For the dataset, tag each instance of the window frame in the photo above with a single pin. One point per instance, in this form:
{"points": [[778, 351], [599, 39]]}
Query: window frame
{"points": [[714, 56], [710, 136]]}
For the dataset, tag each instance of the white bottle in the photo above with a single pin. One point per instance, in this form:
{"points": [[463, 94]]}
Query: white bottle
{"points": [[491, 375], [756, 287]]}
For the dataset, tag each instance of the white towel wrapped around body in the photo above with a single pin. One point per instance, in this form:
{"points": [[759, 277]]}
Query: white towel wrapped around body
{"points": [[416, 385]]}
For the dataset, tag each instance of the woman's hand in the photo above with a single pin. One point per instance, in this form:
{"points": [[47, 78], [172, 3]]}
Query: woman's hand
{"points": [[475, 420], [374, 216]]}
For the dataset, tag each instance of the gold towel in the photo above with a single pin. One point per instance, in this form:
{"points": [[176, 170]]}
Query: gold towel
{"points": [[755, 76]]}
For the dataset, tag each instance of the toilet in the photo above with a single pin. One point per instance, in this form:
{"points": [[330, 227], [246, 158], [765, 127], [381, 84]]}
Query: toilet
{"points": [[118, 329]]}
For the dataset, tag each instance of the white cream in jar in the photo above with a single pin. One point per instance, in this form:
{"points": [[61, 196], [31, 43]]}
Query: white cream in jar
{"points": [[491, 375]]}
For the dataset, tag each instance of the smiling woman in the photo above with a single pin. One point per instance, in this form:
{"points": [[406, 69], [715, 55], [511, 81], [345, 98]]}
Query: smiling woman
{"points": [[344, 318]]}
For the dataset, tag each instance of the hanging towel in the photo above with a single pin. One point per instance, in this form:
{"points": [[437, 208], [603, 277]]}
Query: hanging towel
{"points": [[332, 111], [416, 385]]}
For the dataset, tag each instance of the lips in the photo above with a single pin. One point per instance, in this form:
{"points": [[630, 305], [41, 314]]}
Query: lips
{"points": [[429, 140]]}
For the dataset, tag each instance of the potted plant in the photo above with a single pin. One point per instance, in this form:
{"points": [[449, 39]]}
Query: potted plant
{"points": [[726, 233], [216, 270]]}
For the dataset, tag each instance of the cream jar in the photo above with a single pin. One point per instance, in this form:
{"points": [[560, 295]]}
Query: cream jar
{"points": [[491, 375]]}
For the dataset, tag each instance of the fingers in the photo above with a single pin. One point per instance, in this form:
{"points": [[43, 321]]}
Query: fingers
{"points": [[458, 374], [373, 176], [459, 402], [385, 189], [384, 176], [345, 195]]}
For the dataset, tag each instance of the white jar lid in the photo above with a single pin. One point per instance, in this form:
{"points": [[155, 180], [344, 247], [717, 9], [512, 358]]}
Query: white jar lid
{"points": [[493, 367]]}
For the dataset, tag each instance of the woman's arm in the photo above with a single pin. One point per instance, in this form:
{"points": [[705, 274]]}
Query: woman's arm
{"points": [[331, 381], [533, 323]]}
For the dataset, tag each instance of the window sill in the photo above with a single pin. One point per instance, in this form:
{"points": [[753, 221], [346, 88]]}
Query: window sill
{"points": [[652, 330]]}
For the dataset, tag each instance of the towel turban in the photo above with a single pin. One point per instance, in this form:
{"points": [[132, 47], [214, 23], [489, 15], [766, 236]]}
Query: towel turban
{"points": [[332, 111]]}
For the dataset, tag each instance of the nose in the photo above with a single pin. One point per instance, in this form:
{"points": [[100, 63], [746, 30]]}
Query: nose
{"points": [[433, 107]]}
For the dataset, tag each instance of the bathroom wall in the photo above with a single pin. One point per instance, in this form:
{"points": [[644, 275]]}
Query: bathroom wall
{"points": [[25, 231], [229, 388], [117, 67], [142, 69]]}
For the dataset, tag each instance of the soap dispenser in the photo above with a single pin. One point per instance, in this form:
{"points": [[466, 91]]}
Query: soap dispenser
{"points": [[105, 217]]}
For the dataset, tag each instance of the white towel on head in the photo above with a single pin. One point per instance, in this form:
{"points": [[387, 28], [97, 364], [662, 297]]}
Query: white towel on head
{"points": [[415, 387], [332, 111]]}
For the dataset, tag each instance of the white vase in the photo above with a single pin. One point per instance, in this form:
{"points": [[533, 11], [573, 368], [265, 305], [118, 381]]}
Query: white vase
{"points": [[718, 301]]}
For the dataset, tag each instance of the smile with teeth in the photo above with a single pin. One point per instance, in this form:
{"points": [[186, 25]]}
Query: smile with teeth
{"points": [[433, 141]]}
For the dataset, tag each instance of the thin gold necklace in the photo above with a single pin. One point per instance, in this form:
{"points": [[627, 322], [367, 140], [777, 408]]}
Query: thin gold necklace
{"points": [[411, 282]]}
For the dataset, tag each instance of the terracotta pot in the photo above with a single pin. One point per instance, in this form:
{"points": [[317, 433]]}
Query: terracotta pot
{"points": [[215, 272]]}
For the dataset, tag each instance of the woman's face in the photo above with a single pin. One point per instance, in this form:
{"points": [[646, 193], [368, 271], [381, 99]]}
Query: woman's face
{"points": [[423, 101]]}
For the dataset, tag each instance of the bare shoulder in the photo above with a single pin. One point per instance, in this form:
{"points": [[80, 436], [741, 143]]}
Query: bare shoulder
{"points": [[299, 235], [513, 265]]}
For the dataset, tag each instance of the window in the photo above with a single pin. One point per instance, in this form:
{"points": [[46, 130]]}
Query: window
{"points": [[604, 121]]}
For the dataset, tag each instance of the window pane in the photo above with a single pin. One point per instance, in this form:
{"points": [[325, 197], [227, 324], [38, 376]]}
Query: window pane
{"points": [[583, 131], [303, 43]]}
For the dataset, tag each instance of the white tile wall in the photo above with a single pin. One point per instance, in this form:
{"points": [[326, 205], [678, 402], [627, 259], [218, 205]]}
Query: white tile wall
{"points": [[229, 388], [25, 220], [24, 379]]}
--------------------
Work required.
Change "single pin" to "single dot" in every row above, and write all the rows out again with nothing else changed.

Task output.
For the dataset, tag each instance of the window frame in the photo above with a single dot. One point per instance, in this form:
{"points": [[778, 351], [599, 39]]}
Query: window frame
{"points": [[714, 56], [710, 136]]}
For the dataset, tag each instance of the white bottle in the photo above with a single dot. One point per instance, in this form:
{"points": [[463, 94]]}
Query: white bottle
{"points": [[491, 375], [756, 287]]}
For the dataset, tag each instance of the white towel wrapped around body in the photo above with a single dot. One point per instance, in this form:
{"points": [[759, 277]]}
Query: white towel wrapped around body
{"points": [[416, 385]]}
For the dataset, tag each instance of the woman's hand in the photo above with a single dot. One point per instance, in this form:
{"points": [[47, 78], [172, 3]]}
Query: woman's hand
{"points": [[475, 420], [374, 216]]}
For the dataset, tag each instance of the gold towel in the photo above with a single dot. One point per instance, in this form:
{"points": [[176, 170]]}
Query: gold towel
{"points": [[755, 76]]}
For the dataset, tag each instance of the toilet in the photo above with a single dot. One point per instance, in this form:
{"points": [[330, 227], [246, 158], [765, 127], [381, 84]]}
Query: toilet
{"points": [[118, 329]]}
For the dataset, tag each instance of the white cream in jar in the photo above with a single dot. One point per instance, in this form:
{"points": [[61, 196], [31, 43]]}
Query: white cream in jar
{"points": [[491, 375]]}
For the dataset, tag each instance of the smiling woman in the photo above with a single dot. One point per instance, in this form:
{"points": [[406, 69], [715, 55], [511, 81], [345, 98]]}
Query: smiling woman
{"points": [[344, 318]]}
For the dataset, tag each instance of the hanging towel in the photo above with a single dot. One point per instance, in this form:
{"points": [[437, 208], [603, 277]]}
Query: hanging towel
{"points": [[332, 111], [416, 385]]}
For the dataset, tag each instance of the lips in the photo above with a single dot. One point per instance, in this form:
{"points": [[630, 305], [41, 314]]}
Query: lips
{"points": [[429, 140]]}
For the dataset, tag each instance of the potted plant in the photo above with a single dot. One point per instance, in this form:
{"points": [[449, 39]]}
Query: potted plant
{"points": [[726, 233], [216, 270]]}
For the dataset, tag each instance of the cream jar in the photo above with a single dot. One point per instance, in this form:
{"points": [[560, 295]]}
Query: cream jar
{"points": [[491, 375]]}
For the dataset, tag each instance of the fingers in the photo above with a single dot. One point per instance, in this form:
{"points": [[43, 321]]}
Query: fingers
{"points": [[458, 374], [373, 176], [459, 402], [385, 189], [384, 176], [345, 195]]}
For the dataset, tag each instance of the white jar lid in the photo above with a single dot. One point per instance, in this form:
{"points": [[155, 180], [344, 247], [717, 9], [512, 358]]}
Query: white jar lid
{"points": [[493, 367]]}
For the dataset, tag each instance of the woman's arm in the photo above with a single dot. One point per instance, in this form:
{"points": [[705, 274]]}
Query: woman's arm
{"points": [[331, 381], [533, 323]]}
For the dataset, tag each instance of the window sill in the photo above with a single dot. One point per instance, in this form:
{"points": [[753, 221], [346, 88]]}
Query: window sill
{"points": [[652, 330]]}
For the dataset, tag each instance of the towel turban in the photo above with a single dot. One point per instance, in this form:
{"points": [[132, 47], [214, 23], [489, 15], [766, 236]]}
Query: towel turban
{"points": [[332, 111]]}
For the dataset, tag each instance of the nose in the photo above with a single dot. One point per instance, in this form:
{"points": [[100, 63], [746, 30]]}
Query: nose
{"points": [[433, 107]]}
For the dataset, tag each instance of the bathroom wall in the photo above with a single dot. One point per instance, in this form:
{"points": [[644, 275]]}
Query: bathroom wall
{"points": [[25, 231], [229, 388], [117, 67], [142, 69]]}
For the dataset, tag each instance of the soap dispenser in the photo above with a single dot. One point per instance, in this form:
{"points": [[466, 91]]}
Query: soap dispenser
{"points": [[105, 217]]}
For the dataset, tag each instance of the white towel on head in the photo above with a single dot. One point per instance, in this form:
{"points": [[387, 28], [97, 364], [662, 297]]}
Query: white towel on head
{"points": [[415, 387], [332, 111]]}
For the dataset, tag each instance of the white vase in the photo above with a single dot. One point per instance, in this form:
{"points": [[533, 11], [573, 368], [265, 305], [118, 381]]}
Query: white vase
{"points": [[718, 301]]}
For the dataset, tag each instance of the smile with teeth in the photo above with a single dot. One point per instance, in this form:
{"points": [[186, 25]]}
Query: smile with teeth
{"points": [[433, 141]]}
For the dataset, tag each instance of the thin gold necklace in the photo above with a single dot. One point per instance, in this form:
{"points": [[627, 322], [367, 140], [777, 408]]}
Query: thin gold necklace
{"points": [[411, 282]]}
For the dataset, tag each instance of the terracotta pot in the photo above with a single dot. One point per instance, in this form:
{"points": [[317, 433]]}
Query: terracotta pot
{"points": [[215, 272]]}
For the dataset, tag each instance of the woman's face in the photo above with a single dot. One point per instance, in this form:
{"points": [[646, 193], [368, 271], [381, 99]]}
Query: woman's face
{"points": [[423, 101]]}
For the dataset, tag each instance of the bare shoulder in the photo above with a single dot. One point per instance, in this form:
{"points": [[80, 436], [741, 143]]}
Query: bare shoulder
{"points": [[299, 235], [513, 265]]}
For the dataset, tag each instance of the window in the photo above with a single dot. One point per instance, in this form:
{"points": [[46, 130]]}
Query: window
{"points": [[604, 121]]}
For the dataset, tag each instance of the window pane in the photo above with a single dot. One point per instance, in this form:
{"points": [[325, 197], [227, 324], [38, 376]]}
Query: window pane
{"points": [[583, 131], [303, 43]]}
For the dataset, tag each instance of the white tile wall in the photo above with a single dot. One point per instance, in this form:
{"points": [[326, 205], [678, 402], [627, 259], [218, 205]]}
Query: white tile wall
{"points": [[229, 388], [25, 220], [24, 379]]}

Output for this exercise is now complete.